ESL: Multiplying Matrix $X$ by $X^T = 2X^T$?

90 Views Asked by At

In Elements of Statistical Learning, we differentiate $RSS(β) = (y - X\beta)^T (y - X\beta)$ (equation 2.4) w.r.t to $\beta$ to get $X^T(y - X\beta)$ (equation 2.5).

According to some(link), this is because $$(y - X\beta)^T(y - X\beta) = y^T y -2\beta^T X^T y+\beta^T X^T X \beta$$ I understand how differentiating from here would lead to equation 2.5. What I don't understand is where the $-2\beta^T X^T y$ term comes from. Don't we get $-X^T\beta^T y$ and $-X\beta y$ multiplying out $(y - X\beta β)^T(y - X\beta)$? Combining those terms shouldn't result in $-2β^T X^T y$ given that $X$ isn't guaranteed to be symmetric right?

• [Task list]:
1 – Answer these about the RSS question:
(a) Which book is the derivation taken from?
(b) What equation number is given for $RSS(β)$?
(c) What property does the asker say $X$ isn't guaranteed to have?
2 – Extract the part of the RSS question from "90 Views Asked" to "X\beta)$ (equation 2.5).".
3 – Continue the RSS question from the point where it stops.

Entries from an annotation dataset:
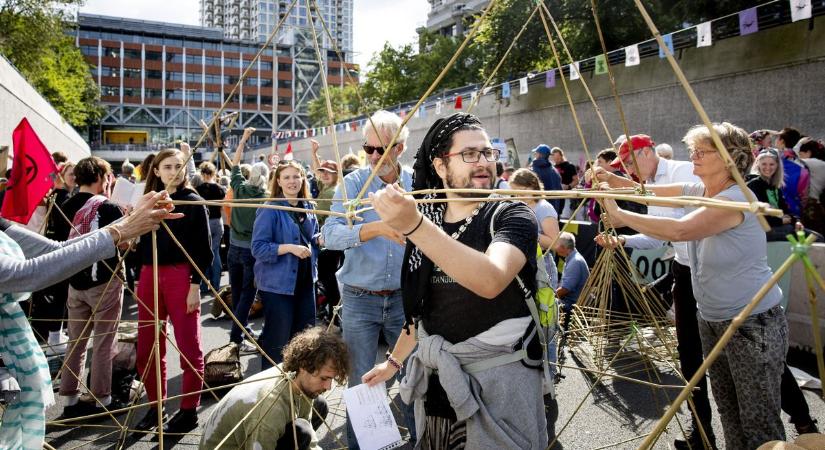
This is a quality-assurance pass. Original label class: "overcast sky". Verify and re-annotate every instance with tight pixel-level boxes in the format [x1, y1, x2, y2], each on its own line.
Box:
[80, 0, 430, 69]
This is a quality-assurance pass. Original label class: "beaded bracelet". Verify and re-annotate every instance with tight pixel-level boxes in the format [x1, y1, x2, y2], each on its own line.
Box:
[387, 352, 404, 370]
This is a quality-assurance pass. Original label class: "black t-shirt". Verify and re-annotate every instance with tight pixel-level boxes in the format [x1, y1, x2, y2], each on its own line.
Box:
[62, 192, 123, 291]
[421, 202, 538, 343]
[195, 182, 226, 219]
[556, 161, 578, 185]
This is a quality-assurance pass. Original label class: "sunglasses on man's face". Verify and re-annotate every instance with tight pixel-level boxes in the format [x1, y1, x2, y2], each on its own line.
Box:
[361, 144, 396, 155]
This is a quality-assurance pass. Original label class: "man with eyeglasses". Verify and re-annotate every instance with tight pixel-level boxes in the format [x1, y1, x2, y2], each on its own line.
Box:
[321, 111, 414, 449]
[364, 113, 547, 449]
[593, 134, 715, 450]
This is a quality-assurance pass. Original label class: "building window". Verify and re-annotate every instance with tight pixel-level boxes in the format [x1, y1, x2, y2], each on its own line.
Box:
[103, 47, 120, 58]
[204, 74, 221, 84]
[100, 66, 120, 78]
[100, 86, 120, 97]
[123, 68, 140, 79]
[123, 48, 140, 59]
[80, 45, 97, 56]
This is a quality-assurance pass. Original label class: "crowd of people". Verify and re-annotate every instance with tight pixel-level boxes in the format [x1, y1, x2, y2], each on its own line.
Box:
[0, 111, 825, 449]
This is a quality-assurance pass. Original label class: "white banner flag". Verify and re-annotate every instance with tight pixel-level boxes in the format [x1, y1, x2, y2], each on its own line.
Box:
[790, 0, 811, 22]
[624, 44, 639, 67]
[696, 21, 713, 47]
[570, 61, 579, 80]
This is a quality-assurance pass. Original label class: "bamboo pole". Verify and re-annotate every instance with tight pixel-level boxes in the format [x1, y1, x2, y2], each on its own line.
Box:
[628, 0, 771, 231]
[467, 2, 541, 114]
[305, 0, 352, 227]
[348, 0, 498, 202]
[152, 230, 164, 448]
[167, 200, 363, 220]
[355, 189, 784, 217]
[639, 235, 815, 449]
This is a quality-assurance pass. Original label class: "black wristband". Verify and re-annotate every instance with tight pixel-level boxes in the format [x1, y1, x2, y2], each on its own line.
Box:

• [Answers to the exercise]:
1 –
(a) Elements of Statistical Learning
(b) 2.4
(c) Symmetry

2 –
90 Views Asked by At

In Elements of Statistical Learning, we differentiate $RSS(β) = (y - X\beta)^T (y - X\beta)$ (equation 2.4) w.r.t to $\beta$ to get $X^T(y - X\beta)$ (equation 2.5).

3 –
2

There are 2 best solutions below

1
On BEST ANSWER

Noting that in this context, $y$ is a $N \times 1$ column vector, $\beta$ is a $(p + 1) \times 1$ column vector, and $X$ is an $N \times (p+1)$ matrix, so $\beta^T X^T y$ is a scalar value, and as such is guaranteed to be symmetric regardless of $X$.

3
On

We should get $\beta^TX^Ty$ and $y^TX\beta$. Note that this is a scalar.

Hence $\beta^TX^Ty=y^TX\beta$.